Output, with no changes, the span of lines that opens with the line containing "Q: Give the pixel coordinates of a point on the tank" and closes with the last line.

Object position labeling entries
*-*-*
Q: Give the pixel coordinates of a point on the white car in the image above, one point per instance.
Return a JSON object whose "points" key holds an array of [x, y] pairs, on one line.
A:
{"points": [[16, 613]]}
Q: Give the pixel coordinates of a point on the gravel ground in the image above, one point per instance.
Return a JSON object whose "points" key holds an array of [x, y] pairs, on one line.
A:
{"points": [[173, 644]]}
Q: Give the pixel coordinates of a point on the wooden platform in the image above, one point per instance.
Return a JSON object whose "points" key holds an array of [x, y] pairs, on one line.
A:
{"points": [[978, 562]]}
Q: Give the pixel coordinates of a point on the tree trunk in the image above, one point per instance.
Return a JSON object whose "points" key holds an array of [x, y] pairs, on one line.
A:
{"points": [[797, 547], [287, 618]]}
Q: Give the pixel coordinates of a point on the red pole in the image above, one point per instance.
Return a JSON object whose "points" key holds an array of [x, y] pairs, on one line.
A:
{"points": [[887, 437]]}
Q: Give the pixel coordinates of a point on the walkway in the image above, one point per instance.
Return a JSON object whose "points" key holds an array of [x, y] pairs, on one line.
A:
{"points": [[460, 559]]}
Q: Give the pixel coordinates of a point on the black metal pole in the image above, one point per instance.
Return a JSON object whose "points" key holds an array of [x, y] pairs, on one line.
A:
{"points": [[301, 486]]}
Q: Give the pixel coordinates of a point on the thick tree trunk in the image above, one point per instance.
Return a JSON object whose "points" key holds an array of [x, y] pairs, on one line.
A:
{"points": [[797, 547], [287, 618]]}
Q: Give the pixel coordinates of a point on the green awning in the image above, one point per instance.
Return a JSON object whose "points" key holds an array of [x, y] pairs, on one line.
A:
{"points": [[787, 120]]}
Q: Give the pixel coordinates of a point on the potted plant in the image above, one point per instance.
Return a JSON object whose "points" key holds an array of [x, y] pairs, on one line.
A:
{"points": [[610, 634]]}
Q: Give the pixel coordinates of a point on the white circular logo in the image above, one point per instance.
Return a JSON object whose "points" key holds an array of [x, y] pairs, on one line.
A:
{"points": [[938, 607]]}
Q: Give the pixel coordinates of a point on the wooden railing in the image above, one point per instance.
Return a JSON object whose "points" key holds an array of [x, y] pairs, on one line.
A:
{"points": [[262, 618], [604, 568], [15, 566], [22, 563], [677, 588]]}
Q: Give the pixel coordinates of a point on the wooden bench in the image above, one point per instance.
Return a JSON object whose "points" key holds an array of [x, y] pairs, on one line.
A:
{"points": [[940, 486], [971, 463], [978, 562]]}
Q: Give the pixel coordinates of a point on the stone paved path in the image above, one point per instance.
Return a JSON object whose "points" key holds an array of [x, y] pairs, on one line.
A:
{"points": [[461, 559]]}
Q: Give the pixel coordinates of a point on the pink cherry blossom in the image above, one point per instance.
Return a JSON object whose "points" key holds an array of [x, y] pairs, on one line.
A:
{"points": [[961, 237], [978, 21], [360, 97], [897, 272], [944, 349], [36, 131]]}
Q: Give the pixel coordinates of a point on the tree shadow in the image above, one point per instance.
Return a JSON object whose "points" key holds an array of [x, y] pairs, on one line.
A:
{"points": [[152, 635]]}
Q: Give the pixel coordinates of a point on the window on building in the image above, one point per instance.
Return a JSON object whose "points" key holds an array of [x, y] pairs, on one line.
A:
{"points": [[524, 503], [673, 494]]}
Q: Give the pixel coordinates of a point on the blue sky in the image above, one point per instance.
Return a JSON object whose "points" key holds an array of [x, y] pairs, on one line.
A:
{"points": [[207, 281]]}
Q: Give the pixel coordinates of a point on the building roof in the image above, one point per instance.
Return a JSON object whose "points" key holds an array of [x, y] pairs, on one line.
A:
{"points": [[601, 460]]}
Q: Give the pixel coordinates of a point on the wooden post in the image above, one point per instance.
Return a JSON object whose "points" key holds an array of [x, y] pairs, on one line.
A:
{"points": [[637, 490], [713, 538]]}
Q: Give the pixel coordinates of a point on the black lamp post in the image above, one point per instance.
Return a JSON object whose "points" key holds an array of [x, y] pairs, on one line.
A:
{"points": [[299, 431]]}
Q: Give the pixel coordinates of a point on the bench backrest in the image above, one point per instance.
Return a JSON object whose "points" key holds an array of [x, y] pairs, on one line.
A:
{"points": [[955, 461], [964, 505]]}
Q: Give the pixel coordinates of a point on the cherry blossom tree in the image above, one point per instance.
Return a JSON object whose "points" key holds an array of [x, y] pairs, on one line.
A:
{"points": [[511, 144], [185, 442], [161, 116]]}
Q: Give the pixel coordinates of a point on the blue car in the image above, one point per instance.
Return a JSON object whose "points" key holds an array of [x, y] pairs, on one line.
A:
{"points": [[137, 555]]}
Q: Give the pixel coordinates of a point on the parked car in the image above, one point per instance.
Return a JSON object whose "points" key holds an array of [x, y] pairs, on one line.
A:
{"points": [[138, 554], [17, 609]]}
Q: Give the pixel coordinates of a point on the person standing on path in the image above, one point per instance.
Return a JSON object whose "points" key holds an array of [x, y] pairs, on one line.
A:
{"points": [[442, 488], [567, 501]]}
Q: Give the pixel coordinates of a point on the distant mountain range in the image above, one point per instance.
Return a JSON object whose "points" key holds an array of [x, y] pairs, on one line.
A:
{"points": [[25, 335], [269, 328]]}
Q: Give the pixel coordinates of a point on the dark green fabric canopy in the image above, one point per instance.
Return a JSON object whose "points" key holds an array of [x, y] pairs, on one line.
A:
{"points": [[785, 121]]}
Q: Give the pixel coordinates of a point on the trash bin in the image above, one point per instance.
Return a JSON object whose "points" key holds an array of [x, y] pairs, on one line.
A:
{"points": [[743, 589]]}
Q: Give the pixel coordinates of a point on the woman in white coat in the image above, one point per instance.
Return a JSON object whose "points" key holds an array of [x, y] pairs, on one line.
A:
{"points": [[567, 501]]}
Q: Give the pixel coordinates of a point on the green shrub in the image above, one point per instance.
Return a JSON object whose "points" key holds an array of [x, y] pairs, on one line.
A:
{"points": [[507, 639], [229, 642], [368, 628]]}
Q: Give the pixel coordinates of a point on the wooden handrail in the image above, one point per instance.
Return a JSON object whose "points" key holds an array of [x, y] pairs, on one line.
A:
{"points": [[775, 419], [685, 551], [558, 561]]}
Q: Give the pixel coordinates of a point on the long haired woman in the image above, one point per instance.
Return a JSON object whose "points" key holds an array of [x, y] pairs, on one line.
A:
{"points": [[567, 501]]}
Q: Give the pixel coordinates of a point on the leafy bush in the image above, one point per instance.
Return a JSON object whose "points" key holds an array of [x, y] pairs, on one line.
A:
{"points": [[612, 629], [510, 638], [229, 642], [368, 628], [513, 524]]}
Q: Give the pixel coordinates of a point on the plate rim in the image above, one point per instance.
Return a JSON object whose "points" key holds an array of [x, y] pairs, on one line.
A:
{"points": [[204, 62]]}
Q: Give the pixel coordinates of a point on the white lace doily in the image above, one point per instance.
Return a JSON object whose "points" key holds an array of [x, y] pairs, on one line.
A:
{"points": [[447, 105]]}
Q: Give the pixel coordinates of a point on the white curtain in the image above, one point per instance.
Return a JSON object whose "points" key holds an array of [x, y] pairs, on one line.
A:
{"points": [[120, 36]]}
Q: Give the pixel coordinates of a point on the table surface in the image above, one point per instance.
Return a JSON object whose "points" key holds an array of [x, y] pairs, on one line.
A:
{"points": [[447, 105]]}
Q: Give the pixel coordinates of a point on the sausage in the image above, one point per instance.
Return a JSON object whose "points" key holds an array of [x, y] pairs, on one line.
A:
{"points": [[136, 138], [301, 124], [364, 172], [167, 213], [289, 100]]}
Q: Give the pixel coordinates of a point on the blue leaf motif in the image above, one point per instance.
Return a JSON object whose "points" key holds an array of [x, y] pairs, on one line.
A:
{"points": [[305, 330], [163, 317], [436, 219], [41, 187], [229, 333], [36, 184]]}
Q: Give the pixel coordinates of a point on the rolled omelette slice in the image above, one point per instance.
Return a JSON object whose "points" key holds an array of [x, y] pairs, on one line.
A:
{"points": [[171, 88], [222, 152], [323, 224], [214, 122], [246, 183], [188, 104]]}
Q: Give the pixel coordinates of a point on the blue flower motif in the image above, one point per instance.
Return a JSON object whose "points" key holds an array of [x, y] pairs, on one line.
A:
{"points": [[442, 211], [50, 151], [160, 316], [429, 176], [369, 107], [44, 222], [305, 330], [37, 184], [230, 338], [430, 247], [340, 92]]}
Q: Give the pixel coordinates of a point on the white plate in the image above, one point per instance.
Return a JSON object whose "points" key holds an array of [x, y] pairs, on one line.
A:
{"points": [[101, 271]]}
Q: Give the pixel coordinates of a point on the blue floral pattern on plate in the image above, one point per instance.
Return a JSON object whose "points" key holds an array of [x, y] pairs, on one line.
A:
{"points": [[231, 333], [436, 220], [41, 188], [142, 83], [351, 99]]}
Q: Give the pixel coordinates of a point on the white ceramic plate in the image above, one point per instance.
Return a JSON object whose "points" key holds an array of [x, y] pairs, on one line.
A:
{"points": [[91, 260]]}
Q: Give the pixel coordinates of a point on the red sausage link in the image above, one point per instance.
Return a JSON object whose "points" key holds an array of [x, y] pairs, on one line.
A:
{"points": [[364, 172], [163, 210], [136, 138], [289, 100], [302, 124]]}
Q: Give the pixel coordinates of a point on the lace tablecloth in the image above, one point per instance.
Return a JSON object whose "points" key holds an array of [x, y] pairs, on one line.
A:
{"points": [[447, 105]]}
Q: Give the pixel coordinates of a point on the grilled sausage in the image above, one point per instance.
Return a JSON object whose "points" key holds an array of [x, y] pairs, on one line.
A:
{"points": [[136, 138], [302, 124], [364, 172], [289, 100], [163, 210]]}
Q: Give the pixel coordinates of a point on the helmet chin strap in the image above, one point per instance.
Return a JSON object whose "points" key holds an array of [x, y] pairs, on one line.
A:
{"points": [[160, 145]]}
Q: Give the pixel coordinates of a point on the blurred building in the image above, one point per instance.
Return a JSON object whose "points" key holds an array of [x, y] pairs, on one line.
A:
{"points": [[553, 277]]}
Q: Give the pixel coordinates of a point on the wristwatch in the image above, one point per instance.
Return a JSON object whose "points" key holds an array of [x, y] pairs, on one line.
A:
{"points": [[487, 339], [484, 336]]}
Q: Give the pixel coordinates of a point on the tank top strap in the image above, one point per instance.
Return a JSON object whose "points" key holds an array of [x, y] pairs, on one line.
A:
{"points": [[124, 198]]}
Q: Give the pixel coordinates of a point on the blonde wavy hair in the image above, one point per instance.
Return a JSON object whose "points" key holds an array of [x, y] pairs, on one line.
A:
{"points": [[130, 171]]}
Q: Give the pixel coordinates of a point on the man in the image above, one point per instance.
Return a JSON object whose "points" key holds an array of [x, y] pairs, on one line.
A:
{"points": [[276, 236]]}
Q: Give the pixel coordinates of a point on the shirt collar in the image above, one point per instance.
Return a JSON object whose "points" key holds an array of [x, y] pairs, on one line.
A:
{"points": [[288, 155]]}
*-*-*
* **Solution**
Q: Give the pixel coordinates of a point on the tank top strap in the image above, one point per instance.
Return a JSON object whose "points" key holds an array of [x, y] pairs, on one line.
A:
{"points": [[124, 198]]}
Q: Give the pixel coordinates of a point on the blonde wavy hair in the image above, one point per instance.
Return a JSON object whose "points" key holds an array of [x, y] pairs, on one line.
A:
{"points": [[130, 171]]}
Q: Give the pixel coordinates of a point on the man in the image above, one point per instance.
Return a JSON object whose "points" key holds an array of [x, y] pairs, on one line.
A:
{"points": [[276, 236]]}
Q: Give the pixel coordinates of a point on the shirt collar in the image above, one point per instance.
Return a JSON object whose "points" key holds an array of [x, y] pairs, on one line.
A:
{"points": [[288, 155]]}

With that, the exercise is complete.